▶ **Records shown**:

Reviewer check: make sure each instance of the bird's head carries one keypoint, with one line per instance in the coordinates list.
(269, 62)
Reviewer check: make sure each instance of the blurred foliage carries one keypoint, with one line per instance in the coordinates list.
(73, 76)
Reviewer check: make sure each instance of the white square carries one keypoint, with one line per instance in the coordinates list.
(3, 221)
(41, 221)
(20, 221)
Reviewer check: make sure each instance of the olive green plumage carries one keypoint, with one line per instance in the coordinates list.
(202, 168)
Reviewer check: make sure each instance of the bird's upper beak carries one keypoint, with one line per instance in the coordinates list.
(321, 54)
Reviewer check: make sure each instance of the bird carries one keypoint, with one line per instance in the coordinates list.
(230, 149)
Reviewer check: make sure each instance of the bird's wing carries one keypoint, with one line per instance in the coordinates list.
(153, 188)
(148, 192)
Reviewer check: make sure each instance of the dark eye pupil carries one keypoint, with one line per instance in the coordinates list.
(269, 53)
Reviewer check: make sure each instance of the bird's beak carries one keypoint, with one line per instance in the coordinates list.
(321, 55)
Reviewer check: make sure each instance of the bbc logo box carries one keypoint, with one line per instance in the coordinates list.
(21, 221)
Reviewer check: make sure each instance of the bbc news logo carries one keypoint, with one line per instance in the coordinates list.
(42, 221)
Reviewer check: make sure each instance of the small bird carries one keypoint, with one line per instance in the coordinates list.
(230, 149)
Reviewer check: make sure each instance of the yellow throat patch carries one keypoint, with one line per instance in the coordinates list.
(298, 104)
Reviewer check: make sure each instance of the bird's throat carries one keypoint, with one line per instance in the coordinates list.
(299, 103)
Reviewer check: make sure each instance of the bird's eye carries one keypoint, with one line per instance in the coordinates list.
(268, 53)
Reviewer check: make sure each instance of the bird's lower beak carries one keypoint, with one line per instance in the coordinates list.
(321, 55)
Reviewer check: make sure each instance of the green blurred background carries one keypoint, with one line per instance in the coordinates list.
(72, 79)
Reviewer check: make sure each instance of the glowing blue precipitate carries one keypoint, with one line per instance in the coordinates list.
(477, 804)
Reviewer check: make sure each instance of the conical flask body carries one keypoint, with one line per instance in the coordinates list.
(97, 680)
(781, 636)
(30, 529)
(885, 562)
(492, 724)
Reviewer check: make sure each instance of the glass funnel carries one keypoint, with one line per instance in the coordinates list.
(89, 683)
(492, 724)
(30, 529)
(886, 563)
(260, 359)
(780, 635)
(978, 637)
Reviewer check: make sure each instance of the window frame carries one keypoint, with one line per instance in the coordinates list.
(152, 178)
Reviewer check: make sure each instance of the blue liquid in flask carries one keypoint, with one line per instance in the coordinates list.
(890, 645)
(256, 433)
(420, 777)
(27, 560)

▶ **What is being asked**: Retype the material word for word. Add nothing to it.

▶ **Answer section**:
Reviewer check: make sure each instance of the bird's head carries one keypoint, with one line per instance in the coordinates list.
(269, 62)
Reviewer check: make sure each instance of the blurred foliage carries one keypoint, with one line per instance in the coordinates list.
(73, 76)
Reviewer check: make sure each instance of the white square carries one keypoint, with one line per instance in the coordinates list.
(3, 221)
(41, 221)
(20, 221)
Reviewer check: make sure each instance of the olive green plumage carries one keypoint, with one line per instance in the coordinates list.
(202, 168)
Reviewer check: make sure each instance of the bird's upper beak carries one keypoint, with one line per instance in the coordinates list.
(321, 54)
Reviewer check: make sure each instance of the bird carries one keypoint, with one line per instance in the coordinates list.
(230, 149)
Reviewer check: make sure each instance of the bird's wing carries one keypoint, with one line per instance in the coordinates list.
(153, 188)
(148, 192)
Reviewer check: make sure each instance of the dark eye pupil carries one keypoint, with one line per instance in the coordinates list.
(269, 53)
Reviewer check: make sure each instance of the bird's beak carries one keypoint, with one line per instance in the coordinates list.
(321, 55)
Reviewer check: make sure each instance of the bbc logo box carries one keypoint, with one line per instance in the coordinates list.
(21, 221)
Reviewer check: make sure each instance of the bbc news logo carries one keypoint, with one line per instance in the coordinates list.
(42, 221)
Reviewer check: make sure each instance of the small bird carries one keypoint, with one line per instance in the coordinates list.
(230, 149)
Reviewer check: make sure each instance of the yellow throat patch carries one keypoint, with one line per instance in the coordinates list.
(298, 104)
Reviewer check: make sure each instance of the bird's throat carries one keypoint, with one line per instance in the coordinates list.
(299, 103)
Reviewer check: make sure each instance of the bird's eye carries one keypoint, with one line per instance in the coordinates list.
(268, 53)
Reviewer check: make sure each instance of the bird's lower beak carries one keypoint, with one line per instance in the coordinates list.
(321, 55)
Reviewer check: make sure each instance of the green blurred background carries one keypoint, with one line per instance in the coordinates list.
(72, 79)
Reviewer check: make sure each instance of the glowing blue precipitate carries one keypoint, with one line per instance in the coordinates list.
(477, 804)
Reviewer check: make sure each instance of the conical flask body carries one keypoint, with one line per instance in the coordinates list.
(97, 680)
(781, 636)
(30, 529)
(885, 562)
(492, 724)
Reviewer check: make sure each instance of the glass funnel carries one keypoint, with one line per instance in the coordinates list.
(89, 683)
(492, 724)
(30, 529)
(886, 563)
(260, 359)
(780, 635)
(978, 637)
Reviewer check: make sure each instance of the window frame carries one keypoint, with one line per instance in the coordinates list.
(152, 178)
Reviewer check: make sure each instance of the blue liquid in flask carries one keypoint, with one line per instance in the coordinates list.
(890, 645)
(256, 433)
(420, 777)
(27, 560)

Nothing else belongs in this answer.